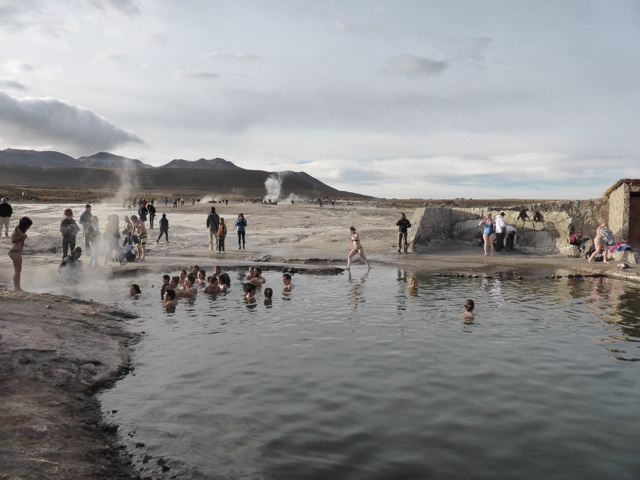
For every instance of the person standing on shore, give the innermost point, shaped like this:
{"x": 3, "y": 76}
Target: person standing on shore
{"x": 164, "y": 228}
{"x": 94, "y": 241}
{"x": 403, "y": 232}
{"x": 222, "y": 234}
{"x": 69, "y": 229}
{"x": 488, "y": 232}
{"x": 15, "y": 254}
{"x": 152, "y": 213}
{"x": 5, "y": 214}
{"x": 501, "y": 230}
{"x": 241, "y": 225}
{"x": 213, "y": 222}
{"x": 600, "y": 242}
{"x": 357, "y": 248}
{"x": 140, "y": 230}
{"x": 85, "y": 223}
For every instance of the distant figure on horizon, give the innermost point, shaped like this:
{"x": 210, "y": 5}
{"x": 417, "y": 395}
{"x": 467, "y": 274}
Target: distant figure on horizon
{"x": 357, "y": 248}
{"x": 17, "y": 245}
{"x": 5, "y": 214}
{"x": 403, "y": 232}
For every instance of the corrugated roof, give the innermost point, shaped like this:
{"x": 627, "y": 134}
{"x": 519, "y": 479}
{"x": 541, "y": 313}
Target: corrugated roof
{"x": 630, "y": 181}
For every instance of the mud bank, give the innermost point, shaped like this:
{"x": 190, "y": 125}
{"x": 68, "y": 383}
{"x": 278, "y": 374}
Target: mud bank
{"x": 55, "y": 353}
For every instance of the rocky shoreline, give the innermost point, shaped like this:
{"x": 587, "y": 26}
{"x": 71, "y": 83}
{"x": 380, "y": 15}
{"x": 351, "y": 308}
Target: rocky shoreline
{"x": 56, "y": 352}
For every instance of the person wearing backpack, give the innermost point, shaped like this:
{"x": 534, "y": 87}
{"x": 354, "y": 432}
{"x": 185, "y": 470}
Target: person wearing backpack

━━━━━━━━━━━━━━━━

**OBJECTIVE**.
Please render the stretch from the line containing "For every instance of the rocky" through the end of the rows as a Markdown table with columns No. and Text, numbering each line in order and leaving out any blank lines.

**IN RESPONSE**.
| No. | Text |
|---|---|
| 1 | For every instance of the rocky shoreline, give the innermost point, shaped like this: |
| 2 | {"x": 587, "y": 26} |
| 3 | {"x": 71, "y": 83} |
| 4 | {"x": 380, "y": 15} |
| 5 | {"x": 351, "y": 308} |
| 6 | Target: rocky shoreline |
| 7 | {"x": 56, "y": 352} |
| 8 | For every instance of the person wearing backpack, give the innermost point, shaped like this: |
| 9 | {"x": 534, "y": 87} |
| 10 | {"x": 354, "y": 432} |
| 11 | {"x": 185, "y": 470} |
| 12 | Target: person wearing backpack |